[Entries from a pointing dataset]
▬▬▬▬▬▬▬▬▬▬

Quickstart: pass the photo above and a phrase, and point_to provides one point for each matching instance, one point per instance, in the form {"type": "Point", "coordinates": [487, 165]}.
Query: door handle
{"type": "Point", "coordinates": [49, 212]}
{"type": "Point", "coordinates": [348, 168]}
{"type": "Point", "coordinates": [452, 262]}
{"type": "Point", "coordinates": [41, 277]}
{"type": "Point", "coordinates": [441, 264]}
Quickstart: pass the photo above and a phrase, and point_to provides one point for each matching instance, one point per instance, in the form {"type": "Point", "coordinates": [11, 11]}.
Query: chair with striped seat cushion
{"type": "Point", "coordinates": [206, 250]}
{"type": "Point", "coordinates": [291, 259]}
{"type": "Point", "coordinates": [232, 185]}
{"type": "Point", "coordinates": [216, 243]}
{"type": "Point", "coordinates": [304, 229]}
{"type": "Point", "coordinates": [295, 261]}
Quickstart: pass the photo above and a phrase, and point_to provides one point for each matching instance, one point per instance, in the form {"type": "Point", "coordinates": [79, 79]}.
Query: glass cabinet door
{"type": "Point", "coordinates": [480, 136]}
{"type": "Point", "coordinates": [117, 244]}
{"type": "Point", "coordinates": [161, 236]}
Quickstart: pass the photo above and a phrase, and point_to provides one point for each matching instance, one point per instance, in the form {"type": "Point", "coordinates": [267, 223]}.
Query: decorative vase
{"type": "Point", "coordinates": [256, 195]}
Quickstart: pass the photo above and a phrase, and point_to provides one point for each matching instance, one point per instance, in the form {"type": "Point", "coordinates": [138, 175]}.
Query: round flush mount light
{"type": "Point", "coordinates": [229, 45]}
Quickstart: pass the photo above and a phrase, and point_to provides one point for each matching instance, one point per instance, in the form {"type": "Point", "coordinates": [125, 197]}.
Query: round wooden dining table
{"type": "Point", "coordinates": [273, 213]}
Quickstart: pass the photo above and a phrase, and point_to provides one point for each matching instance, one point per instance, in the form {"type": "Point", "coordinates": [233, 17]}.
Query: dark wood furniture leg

▬▬▬▬▬▬▬▬▬▬

» Exercise
All of the data needs to be reproduced exactly, with no line missing.

» Result
Quickstart: pass the photo above and a phrase, and point_to provides one point for each matching instance, one point per instance, in the form {"type": "Point", "coordinates": [487, 165]}.
Query: door handle
{"type": "Point", "coordinates": [49, 212]}
{"type": "Point", "coordinates": [348, 168]}
{"type": "Point", "coordinates": [452, 262]}
{"type": "Point", "coordinates": [41, 277]}
{"type": "Point", "coordinates": [441, 264]}
Quickstart: pass the photo above and a phrase, and point_to provides one point for each matching instance, one point per instance, in the form {"type": "Point", "coordinates": [11, 11]}.
Query: chair with striped seat cushion
{"type": "Point", "coordinates": [206, 250]}
{"type": "Point", "coordinates": [291, 259]}
{"type": "Point", "coordinates": [232, 185]}
{"type": "Point", "coordinates": [216, 243]}
{"type": "Point", "coordinates": [304, 229]}
{"type": "Point", "coordinates": [295, 261]}
Quickstart: pass the photo above and a phrase, and point_to provides one point for each matching instance, one point per instance, in the form {"type": "Point", "coordinates": [79, 79]}.
Query: glass cabinet door
{"type": "Point", "coordinates": [480, 136]}
{"type": "Point", "coordinates": [117, 244]}
{"type": "Point", "coordinates": [161, 236]}
Quickstart: pass the photo above and a phrase, and point_to provides one point for each matching instance, one point per instance, in the form {"type": "Point", "coordinates": [267, 223]}.
Query: decorative vase
{"type": "Point", "coordinates": [256, 195]}
Quickstart: pass the photo above and a phrase, and point_to provides one point for each matching instance, one point per instance, in the form {"type": "Point", "coordinates": [138, 175]}.
Query: round flush mount light
{"type": "Point", "coordinates": [229, 45]}
Quickstart: pass the photo above and a phrase, and point_to provides one point for each matching instance, one point per instance, in the form {"type": "Point", "coordinates": [125, 197]}.
Query: round wooden dining table
{"type": "Point", "coordinates": [273, 213]}
Quickstart: pass the photo above and a phrase, and point_to provides one point for each matching instance, one point per instance, in the form {"type": "Point", "coordinates": [233, 17]}.
Query: dark wood furniture leg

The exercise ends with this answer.